→ Task requirements:
**a)** According to the observatory blog post, when is the BU observatory open?
**b)** Retype part of the observatory blog post. Begin with the words "Once outside (and" and stop after "and of downtown.".
**c)** Write what comes next in the observatory blog post, picking up after its last sentence.

→ Page extract:

Wednesday, July 24, 2013

RET 2013: A night at the observatory

Last week the five of us RETers had a little bonding night! First we went to Zumba - which was crazy hot and lots of fun... and then we took advantage of our summer at BU by heading up to the BU observatory.
The BU observatory as seen from my desk across the street in the Photonics Center
The Observatory is open every Wed night from 8:30-9:30 and has students there guiding us from one telescope to another explaining what we are seeing.

This is a telescope inside the mini-museum - the ones we looked through are a bit less old school

This is a telescope inside the mini-museum - the ones we looked through are a bit less old school

Once outside (and loving the breeze given it was the middle of the 97 degree heatwave and we'd just finished an hour of dancing around on the 2nd floor of an un-airconditioned old church) we had a great view of Cambridge across the Charles River and of downtown.
This is the view from the top of the building across the Charles River!
We looked through three telescopes while up there. The first, and the one with the longest line, was pointed at Saturn. I tried taking a pic with my iPhone pressed up to the view finder but it didn't work out. To my eye Saturn looked like a tiny paper cut out of a circle with a ring around it. It's hard to believe I was looking at the real thing!

→ Material supplied:
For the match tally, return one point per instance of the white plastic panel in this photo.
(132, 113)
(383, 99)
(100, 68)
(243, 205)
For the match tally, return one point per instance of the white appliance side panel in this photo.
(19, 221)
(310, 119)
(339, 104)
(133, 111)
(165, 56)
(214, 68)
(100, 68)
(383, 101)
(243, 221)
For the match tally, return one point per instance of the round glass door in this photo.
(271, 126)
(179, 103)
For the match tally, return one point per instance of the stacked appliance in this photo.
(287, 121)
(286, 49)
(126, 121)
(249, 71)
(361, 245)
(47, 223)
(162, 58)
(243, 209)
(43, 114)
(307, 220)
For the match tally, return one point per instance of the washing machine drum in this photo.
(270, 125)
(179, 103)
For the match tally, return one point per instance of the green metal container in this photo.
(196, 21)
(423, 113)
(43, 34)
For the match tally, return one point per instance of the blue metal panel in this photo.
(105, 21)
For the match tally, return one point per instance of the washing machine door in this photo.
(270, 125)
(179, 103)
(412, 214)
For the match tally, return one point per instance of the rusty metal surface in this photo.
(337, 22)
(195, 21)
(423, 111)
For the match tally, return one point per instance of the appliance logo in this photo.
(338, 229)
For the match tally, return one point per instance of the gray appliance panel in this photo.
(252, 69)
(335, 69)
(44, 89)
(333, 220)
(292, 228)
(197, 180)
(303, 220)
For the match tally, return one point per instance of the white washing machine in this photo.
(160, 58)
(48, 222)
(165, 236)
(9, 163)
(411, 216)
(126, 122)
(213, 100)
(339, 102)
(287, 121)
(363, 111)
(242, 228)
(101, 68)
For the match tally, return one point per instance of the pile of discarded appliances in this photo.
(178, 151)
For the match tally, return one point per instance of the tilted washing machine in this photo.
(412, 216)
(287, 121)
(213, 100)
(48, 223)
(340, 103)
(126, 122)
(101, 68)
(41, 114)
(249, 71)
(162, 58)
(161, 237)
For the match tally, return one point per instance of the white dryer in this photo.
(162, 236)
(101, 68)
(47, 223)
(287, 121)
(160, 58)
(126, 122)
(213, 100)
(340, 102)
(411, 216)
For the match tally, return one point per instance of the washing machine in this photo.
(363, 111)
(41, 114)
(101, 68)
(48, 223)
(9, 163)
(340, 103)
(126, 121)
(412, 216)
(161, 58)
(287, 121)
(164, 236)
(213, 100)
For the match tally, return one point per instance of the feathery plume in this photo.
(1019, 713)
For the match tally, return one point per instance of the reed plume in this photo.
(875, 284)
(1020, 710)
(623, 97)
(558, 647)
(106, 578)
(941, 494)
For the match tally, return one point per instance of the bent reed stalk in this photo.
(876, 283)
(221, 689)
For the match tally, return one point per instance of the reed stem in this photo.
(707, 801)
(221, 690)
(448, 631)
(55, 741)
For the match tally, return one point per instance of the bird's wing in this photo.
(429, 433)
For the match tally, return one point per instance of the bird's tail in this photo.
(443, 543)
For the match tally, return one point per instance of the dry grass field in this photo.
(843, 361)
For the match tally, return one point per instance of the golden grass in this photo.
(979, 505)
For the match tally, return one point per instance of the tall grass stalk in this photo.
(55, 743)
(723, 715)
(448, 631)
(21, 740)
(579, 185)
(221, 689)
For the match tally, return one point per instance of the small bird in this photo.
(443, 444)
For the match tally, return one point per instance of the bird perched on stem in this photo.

→ Exercise results:
**a)** Every Wednesday night from 8:30 to 9:30.

**b)**
Once outside (and loving the breeze given it was the middle of the 97 degree heatwave and we'd just finished an hour of dancing around on the 2nd floor of an un-airconditioned old church) we had a great view of Cambridge across the Charles River and of downtown.

**c)**
The next telescope had two stars (I forget their names). They burn at different energies so they are different colors (one red and one blue). This picture didn't come out ether, so you'll just have to imagine it.

Finally we got to the telescope pointed at the moon. How beautiful the moon is up close! The pictures below are what came out when I let my iPhone do the looking through the telescope.

If you look closely you can see some craters - many more were visible  when I looked through the 'scope directly!

Here I zoomed in for you!

PS. I just discovered that the observatory has a twitter feed here!

If you are around you should definitely check this out! It's free and you do not need a BU ID!

Wednesday, July 17, 2013

RET 2013: My fellow RETers and labmates


Here's an introduction to the teachers in this year's RET program. There are five of us this year and we are all returning champions! If you click on the links to our old blogs you will get a good sense of what this RET program has looked like over the last three years.

The 2012 Cohort of RET teachers
The three of us from last year's RET program:

1)  Michelle (here's her blog: http://mcmillan-ret.blogspot.com/). Michelle is in the front of the picture to the right with a blue cardigan.
2) Maureen is on the left (next to me) in a black shirt and glasses. Her blog from last year is: http://www.mchaseburet.blogspot.com/  
3) and myself (my blog from last summer: http://mrsgiglios.blogspot.com/ ). Can you see my head poking out next to Maureen?

The two participants from years before that:

1) Ashley (her 2010 blog) who participated in the program in 2010 with my department head Gary Smith (his 2010 and 2011 blog; Gary participated two years in a row)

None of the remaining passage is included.